- [Instructions for the task]:
On every line of the listing, check for "vest"; copy the lines that have it.

----

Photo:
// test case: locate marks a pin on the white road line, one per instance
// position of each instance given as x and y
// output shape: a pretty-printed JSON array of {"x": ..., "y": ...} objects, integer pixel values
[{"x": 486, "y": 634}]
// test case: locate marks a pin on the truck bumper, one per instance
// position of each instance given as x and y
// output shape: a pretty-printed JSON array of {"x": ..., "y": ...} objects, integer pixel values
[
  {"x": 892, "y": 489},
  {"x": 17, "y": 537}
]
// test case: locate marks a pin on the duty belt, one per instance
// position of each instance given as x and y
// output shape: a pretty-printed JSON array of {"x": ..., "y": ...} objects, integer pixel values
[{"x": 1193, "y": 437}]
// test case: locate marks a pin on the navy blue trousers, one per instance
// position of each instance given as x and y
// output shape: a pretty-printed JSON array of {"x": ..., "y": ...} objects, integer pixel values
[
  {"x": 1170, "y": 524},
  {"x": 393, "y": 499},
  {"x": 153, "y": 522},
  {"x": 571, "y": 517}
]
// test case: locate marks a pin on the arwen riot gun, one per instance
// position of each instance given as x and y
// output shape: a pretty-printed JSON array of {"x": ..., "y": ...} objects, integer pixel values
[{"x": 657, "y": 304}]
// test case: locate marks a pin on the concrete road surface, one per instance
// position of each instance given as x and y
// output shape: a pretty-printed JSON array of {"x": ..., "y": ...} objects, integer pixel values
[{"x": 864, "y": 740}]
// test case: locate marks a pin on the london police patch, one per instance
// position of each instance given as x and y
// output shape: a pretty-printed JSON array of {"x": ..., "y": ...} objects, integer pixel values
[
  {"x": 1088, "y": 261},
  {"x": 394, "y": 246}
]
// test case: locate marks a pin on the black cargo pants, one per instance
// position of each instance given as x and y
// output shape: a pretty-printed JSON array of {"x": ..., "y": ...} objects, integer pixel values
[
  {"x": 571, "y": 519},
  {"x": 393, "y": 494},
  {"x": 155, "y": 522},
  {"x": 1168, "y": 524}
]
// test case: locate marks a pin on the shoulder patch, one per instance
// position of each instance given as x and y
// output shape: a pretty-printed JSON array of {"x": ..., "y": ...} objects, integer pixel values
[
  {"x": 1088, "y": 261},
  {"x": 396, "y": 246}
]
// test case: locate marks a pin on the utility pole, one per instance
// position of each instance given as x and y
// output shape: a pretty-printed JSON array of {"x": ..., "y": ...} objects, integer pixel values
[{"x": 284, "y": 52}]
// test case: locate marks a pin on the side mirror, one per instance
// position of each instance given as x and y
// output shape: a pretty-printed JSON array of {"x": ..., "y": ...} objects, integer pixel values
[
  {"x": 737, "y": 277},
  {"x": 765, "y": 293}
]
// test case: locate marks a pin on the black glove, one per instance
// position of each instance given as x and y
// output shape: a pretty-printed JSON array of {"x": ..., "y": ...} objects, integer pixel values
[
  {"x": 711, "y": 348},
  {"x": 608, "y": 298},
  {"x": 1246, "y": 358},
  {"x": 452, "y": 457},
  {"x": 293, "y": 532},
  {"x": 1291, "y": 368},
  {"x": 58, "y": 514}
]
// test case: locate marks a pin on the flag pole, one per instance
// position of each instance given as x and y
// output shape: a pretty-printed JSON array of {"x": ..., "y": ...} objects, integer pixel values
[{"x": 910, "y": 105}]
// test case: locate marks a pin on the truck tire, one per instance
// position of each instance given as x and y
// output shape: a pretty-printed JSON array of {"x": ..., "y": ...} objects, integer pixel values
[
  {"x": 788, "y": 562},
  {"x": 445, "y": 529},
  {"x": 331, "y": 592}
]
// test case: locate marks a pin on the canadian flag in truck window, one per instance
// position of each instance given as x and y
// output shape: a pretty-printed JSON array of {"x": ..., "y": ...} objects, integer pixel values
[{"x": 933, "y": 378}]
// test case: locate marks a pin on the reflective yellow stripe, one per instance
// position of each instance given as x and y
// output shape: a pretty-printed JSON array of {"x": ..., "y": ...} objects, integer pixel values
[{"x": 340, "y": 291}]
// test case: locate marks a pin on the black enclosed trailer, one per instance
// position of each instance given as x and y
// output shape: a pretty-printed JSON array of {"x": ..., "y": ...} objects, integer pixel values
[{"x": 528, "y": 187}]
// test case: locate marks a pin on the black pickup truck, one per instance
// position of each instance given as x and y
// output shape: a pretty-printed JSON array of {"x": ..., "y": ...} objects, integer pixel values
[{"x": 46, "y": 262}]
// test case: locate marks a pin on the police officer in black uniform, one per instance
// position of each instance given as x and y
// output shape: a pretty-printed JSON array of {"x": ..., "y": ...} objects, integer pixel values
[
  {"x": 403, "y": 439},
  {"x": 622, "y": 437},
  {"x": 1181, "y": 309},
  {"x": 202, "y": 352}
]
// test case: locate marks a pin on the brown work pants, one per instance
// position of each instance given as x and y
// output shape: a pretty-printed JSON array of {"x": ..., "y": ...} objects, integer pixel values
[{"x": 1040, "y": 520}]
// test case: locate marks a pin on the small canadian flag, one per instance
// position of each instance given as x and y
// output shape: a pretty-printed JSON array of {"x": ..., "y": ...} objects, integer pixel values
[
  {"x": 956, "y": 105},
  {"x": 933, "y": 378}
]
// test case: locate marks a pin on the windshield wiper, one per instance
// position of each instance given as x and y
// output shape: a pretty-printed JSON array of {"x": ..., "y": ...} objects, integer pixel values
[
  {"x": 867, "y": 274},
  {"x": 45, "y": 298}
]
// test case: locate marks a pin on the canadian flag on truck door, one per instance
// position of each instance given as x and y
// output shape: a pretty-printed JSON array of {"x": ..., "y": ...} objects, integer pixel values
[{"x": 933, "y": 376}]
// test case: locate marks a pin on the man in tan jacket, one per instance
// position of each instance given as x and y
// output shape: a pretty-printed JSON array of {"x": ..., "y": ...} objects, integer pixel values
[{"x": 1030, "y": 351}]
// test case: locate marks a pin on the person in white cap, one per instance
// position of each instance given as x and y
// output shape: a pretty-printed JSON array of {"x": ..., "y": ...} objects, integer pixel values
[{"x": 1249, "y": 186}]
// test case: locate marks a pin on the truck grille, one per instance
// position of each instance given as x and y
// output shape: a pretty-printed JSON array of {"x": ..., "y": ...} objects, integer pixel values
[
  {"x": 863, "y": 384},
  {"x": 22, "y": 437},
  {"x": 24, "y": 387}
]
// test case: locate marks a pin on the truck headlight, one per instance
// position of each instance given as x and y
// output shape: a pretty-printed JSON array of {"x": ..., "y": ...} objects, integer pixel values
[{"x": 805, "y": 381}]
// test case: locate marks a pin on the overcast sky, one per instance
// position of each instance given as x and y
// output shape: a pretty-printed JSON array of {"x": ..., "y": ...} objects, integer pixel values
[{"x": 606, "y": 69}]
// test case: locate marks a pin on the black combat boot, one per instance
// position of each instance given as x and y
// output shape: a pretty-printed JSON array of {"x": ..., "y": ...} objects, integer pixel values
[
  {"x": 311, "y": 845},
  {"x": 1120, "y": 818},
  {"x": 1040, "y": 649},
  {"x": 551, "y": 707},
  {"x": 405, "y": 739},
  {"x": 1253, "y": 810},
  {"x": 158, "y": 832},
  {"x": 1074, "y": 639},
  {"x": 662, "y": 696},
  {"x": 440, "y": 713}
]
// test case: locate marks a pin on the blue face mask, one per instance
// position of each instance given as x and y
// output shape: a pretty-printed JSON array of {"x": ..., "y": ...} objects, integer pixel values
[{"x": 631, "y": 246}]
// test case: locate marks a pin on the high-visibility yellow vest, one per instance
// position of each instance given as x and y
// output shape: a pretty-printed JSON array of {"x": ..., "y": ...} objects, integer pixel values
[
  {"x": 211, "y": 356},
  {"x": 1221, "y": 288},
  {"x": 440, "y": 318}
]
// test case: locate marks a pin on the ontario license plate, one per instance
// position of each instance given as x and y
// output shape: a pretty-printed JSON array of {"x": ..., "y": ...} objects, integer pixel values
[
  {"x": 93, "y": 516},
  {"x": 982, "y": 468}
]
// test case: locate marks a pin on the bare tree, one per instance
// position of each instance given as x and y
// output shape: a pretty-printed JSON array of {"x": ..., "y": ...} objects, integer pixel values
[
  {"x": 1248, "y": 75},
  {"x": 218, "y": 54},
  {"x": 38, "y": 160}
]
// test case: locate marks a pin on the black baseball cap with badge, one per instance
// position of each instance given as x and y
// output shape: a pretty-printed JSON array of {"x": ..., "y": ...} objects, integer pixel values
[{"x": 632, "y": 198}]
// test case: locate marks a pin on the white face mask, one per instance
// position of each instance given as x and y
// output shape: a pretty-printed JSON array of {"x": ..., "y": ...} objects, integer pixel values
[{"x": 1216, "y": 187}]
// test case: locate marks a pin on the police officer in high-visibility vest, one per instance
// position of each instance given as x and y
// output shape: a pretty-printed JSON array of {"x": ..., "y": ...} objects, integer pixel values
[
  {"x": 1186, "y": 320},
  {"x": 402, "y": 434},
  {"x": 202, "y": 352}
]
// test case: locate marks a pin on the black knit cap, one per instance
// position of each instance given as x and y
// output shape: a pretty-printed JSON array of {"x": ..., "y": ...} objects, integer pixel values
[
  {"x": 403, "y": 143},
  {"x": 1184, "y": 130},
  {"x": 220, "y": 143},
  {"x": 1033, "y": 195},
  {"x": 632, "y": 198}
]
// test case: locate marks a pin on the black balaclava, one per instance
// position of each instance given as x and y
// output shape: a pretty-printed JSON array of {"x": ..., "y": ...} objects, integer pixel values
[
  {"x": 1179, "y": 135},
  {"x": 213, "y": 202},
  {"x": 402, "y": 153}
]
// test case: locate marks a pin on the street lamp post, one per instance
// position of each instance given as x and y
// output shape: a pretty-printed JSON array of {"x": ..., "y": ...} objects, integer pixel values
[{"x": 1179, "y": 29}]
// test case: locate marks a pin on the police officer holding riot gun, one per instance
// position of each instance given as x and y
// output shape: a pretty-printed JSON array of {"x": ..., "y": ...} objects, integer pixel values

----

- [Exercise output]:
// test case: locate marks a pin on the high-visibility yellow vest, one per instance
// test case: locate marks a pin on the police officer in high-visibility vest, one per instance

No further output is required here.